Trump, for my purposes here and now, isn’t the cause, or future victim of karma – he is the karma.

What was the biggest story of the last week, the one in all the headlines, in every media source in the country?  Israeli settlements?  Almost never front page news.  Then maybe Chinese naval actions?  Nope.  Then surely it was Russian claims that the (Trump-helmed) US was now cooperating with them on airstrikes, tying in neatly with allegations about the “Kremlin Candidate“!  Oh no, those are small stories, hidden in corners.  The BIG story is Trump’s ‘alternative facts’ and the remarkable question of the inauguration turnout.

The real question is why would Trump even bother with this topic?  It sure is a strange hill to choose to die on.  And what kind of nonsense is ‘alternative facts’ anyway?  With what justification could anyone, let alone somebody in a position of authority look reality in the face and dare to say he has “alternati-

Those who wish to ground solidarity in objectivity – call them “realists” – have to construe truth as correspondence to reality. … By contrast, those who wish to reduce objectivity to solidarity – call them “pragmatists” – do not require either a metaphysics or an epistemology. They view truth as, in William James’ phrase, what it is good for us to believe.

~ Richard Rorty, Solidarity or Objectivity? (1989)

Ok, wow.  That must be out of context, right?
+ + + + +
▸ EXERCISE REQUIREMENTS:
• A. Answer these questions on the passage about Trump and "alternative facts":
(i) Which story does the passage call the BIG story of the last week?
(ii) In the quoted lines, how do "realists" have to construe truth?
(iii) What year is given for Richard Rorty's Solidarity or Objectivity?
• B. Convert the part of the records that opens with the line containing "Guideline: for each instance of the person crouching" and closes with the line containing "Target: person crouching on rock" into a numbered list, leaving out blank lines and covering only those lines.

Position annotation records:
+ + + + +
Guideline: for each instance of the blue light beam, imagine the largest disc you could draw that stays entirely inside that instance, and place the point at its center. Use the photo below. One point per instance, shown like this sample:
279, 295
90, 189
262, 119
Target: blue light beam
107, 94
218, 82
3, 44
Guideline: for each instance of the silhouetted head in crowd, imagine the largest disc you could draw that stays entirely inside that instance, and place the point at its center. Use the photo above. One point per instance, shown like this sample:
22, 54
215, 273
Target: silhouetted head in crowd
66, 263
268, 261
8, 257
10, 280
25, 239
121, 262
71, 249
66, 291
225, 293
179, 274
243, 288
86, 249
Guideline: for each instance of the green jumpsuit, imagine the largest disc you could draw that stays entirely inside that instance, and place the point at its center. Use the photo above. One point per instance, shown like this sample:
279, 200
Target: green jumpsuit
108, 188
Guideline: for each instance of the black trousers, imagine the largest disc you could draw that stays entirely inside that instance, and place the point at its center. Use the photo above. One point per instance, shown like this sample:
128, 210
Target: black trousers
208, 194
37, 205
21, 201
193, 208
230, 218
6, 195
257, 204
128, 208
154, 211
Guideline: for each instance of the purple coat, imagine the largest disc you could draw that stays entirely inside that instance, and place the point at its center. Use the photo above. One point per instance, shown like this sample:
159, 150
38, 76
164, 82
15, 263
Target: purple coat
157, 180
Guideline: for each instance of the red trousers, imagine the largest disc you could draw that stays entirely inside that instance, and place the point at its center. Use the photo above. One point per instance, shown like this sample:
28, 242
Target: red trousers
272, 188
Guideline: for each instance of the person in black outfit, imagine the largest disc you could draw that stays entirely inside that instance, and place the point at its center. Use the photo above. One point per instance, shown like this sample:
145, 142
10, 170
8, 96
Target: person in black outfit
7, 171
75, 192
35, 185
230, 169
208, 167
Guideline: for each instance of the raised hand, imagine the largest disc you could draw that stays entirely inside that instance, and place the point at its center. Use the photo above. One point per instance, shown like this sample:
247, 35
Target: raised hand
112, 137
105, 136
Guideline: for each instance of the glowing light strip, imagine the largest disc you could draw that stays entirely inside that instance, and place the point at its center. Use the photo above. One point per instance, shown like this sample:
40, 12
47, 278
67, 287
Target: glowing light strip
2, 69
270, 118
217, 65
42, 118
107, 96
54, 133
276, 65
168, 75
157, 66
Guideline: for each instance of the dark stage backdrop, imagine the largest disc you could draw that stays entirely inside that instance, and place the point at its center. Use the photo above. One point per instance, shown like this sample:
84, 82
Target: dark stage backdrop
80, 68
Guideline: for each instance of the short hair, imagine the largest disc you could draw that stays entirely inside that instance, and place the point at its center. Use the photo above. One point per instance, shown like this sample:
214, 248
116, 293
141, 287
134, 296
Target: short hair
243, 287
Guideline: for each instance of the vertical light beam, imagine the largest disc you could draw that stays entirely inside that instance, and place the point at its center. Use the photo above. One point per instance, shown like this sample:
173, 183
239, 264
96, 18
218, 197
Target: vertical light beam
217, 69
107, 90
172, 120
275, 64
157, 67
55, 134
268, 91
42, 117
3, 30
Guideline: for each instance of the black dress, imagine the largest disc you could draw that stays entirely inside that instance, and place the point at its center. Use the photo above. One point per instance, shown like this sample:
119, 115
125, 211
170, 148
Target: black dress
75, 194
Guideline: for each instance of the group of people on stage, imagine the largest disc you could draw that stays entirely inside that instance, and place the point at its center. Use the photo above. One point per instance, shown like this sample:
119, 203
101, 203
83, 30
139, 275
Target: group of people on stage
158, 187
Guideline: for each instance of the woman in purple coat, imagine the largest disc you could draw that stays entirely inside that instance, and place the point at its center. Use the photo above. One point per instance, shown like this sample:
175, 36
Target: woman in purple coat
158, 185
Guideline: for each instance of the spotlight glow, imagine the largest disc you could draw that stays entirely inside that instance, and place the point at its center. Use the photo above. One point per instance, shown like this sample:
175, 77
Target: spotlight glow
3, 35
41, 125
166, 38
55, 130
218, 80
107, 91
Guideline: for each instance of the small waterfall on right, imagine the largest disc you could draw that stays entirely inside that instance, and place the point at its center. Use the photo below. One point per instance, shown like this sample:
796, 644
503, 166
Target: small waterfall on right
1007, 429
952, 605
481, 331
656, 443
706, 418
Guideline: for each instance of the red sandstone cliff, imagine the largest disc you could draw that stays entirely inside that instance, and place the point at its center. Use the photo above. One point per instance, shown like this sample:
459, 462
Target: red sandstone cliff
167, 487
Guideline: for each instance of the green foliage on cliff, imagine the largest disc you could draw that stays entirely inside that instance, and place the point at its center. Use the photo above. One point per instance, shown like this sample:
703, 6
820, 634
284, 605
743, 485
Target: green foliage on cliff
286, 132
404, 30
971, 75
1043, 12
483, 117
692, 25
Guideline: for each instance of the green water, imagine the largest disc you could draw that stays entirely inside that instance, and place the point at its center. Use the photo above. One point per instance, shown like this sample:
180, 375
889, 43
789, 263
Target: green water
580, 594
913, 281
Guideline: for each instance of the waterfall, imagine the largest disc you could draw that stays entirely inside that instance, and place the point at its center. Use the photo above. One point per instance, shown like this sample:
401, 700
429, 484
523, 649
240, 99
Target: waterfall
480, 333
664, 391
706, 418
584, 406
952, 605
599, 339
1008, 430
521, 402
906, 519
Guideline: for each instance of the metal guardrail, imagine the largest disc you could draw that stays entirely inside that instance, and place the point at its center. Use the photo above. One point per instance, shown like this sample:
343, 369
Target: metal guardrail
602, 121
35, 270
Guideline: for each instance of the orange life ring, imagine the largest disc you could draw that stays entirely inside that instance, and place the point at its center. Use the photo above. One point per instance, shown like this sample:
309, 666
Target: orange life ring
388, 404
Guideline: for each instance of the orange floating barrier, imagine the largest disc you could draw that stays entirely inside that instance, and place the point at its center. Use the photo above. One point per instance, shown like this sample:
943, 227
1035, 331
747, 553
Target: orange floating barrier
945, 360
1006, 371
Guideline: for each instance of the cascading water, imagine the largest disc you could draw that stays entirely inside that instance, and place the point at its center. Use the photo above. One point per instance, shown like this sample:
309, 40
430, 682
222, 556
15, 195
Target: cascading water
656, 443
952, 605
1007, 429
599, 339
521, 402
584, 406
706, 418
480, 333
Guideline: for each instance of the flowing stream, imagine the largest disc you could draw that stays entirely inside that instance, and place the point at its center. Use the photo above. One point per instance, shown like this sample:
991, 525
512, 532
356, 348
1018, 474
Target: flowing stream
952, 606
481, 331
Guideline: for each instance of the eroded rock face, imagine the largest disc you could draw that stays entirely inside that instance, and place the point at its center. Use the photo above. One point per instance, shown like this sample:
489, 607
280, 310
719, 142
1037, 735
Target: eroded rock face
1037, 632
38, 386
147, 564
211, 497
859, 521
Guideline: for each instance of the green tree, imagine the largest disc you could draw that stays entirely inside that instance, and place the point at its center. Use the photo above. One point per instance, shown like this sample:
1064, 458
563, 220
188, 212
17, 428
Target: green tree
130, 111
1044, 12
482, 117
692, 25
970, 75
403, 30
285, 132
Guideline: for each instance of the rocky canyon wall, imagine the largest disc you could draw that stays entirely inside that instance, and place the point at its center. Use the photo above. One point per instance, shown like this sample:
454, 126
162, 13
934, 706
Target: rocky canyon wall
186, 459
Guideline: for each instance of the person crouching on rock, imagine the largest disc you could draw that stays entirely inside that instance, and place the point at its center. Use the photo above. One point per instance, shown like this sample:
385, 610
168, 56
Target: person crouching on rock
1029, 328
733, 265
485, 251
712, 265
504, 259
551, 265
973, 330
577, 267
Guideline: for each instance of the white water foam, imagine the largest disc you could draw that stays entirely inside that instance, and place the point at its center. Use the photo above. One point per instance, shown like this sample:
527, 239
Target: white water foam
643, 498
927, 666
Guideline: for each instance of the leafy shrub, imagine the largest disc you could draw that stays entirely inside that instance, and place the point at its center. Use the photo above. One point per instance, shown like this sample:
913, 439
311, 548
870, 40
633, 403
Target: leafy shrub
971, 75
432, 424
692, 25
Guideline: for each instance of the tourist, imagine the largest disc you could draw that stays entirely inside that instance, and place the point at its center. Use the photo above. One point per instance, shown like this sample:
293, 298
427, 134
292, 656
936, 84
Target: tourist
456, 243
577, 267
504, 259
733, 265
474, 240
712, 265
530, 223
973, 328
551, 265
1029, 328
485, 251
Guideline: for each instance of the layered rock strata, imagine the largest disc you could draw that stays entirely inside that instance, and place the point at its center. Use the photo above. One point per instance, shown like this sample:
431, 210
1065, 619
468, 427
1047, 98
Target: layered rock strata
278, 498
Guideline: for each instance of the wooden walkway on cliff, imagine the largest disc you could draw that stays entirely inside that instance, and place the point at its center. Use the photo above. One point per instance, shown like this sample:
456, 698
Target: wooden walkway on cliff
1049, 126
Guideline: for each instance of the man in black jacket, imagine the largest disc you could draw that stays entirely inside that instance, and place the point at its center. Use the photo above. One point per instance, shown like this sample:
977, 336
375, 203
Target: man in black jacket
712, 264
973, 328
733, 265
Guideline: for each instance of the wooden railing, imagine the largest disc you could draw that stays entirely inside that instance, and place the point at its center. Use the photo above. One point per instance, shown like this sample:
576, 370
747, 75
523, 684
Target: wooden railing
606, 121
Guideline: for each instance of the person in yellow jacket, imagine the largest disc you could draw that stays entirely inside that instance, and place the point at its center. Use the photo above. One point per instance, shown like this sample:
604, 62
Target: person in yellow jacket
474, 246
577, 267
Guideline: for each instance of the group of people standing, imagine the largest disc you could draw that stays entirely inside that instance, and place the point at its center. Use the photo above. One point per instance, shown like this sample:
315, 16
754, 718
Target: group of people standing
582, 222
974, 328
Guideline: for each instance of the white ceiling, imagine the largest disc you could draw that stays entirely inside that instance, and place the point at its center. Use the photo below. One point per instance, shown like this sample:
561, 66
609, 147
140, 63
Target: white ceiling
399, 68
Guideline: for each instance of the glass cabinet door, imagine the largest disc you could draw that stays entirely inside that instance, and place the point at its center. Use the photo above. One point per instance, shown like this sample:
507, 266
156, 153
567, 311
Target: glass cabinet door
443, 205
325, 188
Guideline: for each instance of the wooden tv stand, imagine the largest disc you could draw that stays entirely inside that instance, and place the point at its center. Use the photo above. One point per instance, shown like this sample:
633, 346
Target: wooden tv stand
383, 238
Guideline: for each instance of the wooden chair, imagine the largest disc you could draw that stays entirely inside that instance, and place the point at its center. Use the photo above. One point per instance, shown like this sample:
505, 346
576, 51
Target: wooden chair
+ + + + +
▸ ANSWERS GIVEN:
• A.
(i) Trump's "alternative facts" and the question of the inauguration turnout.
(ii) As correspondence to reality.
(iii) 1989.

• B.
1. Guideline: for each instance of the person crouching on rock, imagine the largest disc you could draw that stays entirely inside that instance, and place the point at its center. Use the photo above. One point per instance, shown like this sample:
2. 385, 610
3. 168, 56
4. Target: person crouching on rock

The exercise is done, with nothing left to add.